-- Source document --

Ephesians 5:21-33

In this conversation, Pastors Clint Loveall and Michael Gewecke unpack one of the most discussed and debated passages in Ephesians 5—Paul’s words about wives, husbands, and the meaning of submission. Rather than a text about power or hierarchy, they show how Paul calls both spouses to live in mutual reverence under Christ, whose self-giving love defines all Christian relationships. Together, they explore how cultural context, theology, and the example of Jesus’ sacrificial love transform this passage into a radical vision for partnership. The conversation reminds listeners that marriage, like discipleship, is a living reflection of Christ’s love for the church.


Discussion Guide

Ephesians 5 has long stirred debate, but at its core lies a call for all believers to live out mutual submission in reverence for Christ. This study invites reflection on how love, sacrifice, and shared respect shape every Christian relationship.

-- Information provided --
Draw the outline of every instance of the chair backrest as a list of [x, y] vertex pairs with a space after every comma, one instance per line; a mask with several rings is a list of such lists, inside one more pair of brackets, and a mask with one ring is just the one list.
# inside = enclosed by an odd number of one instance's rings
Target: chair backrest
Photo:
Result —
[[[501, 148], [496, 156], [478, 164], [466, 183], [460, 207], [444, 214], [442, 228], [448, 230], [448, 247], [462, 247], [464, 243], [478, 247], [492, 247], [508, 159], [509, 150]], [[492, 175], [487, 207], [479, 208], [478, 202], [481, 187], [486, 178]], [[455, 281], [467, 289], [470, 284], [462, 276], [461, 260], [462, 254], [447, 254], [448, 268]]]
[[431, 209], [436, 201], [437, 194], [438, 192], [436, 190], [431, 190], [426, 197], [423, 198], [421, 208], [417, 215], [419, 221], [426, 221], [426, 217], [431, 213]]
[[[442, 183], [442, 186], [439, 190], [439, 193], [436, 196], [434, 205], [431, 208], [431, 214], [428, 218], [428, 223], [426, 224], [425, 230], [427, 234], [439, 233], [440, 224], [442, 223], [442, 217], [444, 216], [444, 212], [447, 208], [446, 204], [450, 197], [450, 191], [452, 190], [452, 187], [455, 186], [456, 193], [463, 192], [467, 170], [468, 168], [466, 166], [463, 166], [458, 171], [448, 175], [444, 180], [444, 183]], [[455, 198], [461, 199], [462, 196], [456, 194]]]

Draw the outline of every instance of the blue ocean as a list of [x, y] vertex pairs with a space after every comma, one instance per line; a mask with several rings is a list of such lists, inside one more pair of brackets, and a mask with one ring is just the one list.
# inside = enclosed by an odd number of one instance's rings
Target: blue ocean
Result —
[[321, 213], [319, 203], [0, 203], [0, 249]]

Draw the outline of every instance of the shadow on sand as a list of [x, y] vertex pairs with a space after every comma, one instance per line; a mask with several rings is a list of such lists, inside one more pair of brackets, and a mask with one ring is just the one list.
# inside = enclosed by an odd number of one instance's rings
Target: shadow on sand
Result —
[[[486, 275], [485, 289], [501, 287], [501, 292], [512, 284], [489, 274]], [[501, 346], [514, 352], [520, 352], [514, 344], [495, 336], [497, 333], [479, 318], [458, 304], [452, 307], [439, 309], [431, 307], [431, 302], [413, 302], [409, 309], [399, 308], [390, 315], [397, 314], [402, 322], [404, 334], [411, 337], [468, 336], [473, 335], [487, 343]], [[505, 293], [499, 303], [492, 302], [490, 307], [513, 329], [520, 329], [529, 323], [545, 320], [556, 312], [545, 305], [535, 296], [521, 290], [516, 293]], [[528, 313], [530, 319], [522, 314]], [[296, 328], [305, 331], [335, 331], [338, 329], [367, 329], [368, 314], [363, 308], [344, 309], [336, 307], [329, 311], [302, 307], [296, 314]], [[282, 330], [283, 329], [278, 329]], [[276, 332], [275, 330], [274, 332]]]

-- What the exercise asks --
According to the Ephesians 5 page, which two pastors hold the conversation about the passage? Rely only on the Ephesians 5 page for this.

-- Reply --
Clint Loveall and Michael Gewecke.